[Action item]:
Exact transcription with no images: write out all of the entries below.

Content starts

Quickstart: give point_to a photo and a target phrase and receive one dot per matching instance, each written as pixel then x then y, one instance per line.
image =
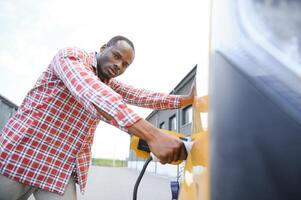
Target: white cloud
pixel 167 36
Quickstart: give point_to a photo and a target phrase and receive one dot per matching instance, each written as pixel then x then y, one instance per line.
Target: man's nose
pixel 118 66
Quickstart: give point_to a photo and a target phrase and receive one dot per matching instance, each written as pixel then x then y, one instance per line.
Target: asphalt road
pixel 106 183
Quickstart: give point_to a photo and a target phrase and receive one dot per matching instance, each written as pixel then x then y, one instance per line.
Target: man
pixel 46 146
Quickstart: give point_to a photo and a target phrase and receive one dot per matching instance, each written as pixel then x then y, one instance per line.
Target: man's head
pixel 114 57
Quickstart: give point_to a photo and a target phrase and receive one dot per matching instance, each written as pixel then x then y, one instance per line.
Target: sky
pixel 169 39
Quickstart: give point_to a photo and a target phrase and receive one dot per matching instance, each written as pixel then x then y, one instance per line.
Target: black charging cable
pixel 140 177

Content ends

[Result of this exercise]:
Quickstart: give point_to a photo and a target phrase and receive one dot per matching instance, each written as pixel then x then y, one instance per line.
image =
Target: white cloud
pixel 167 36
Quickstart: give point_to a photo and a target phrase and receive one dot per matching instance, each written as pixel then x then y, one instance per line.
Target: man's nose
pixel 118 66
Quickstart: give point_to a photo and a target phrase and receive one dot per matching instance, each written as pixel then x then y, one instance per line.
Target: asphalt road
pixel 106 183
Quickstart: give point_to a photo and a target phrase and receive one dot per matching instance, each written as pixel then x then y, one instance per line.
Target: man
pixel 46 146
Quickstart: give point_to a photo and a target phrase and receive one dot per matching instance, each written as pixel then x then y, one instance per line.
Target: man's head
pixel 114 57
Quickstart: give point_to a photo and a target phrase and receive one dot per matching instance, each written as pixel then x then y, one instance per line.
Target: sky
pixel 169 39
Quickstart: give point_to a photo and a target phrase and receive one dot per matching instance, each written as pixel then x then y, one instance per line.
Target: black charging cable
pixel 140 177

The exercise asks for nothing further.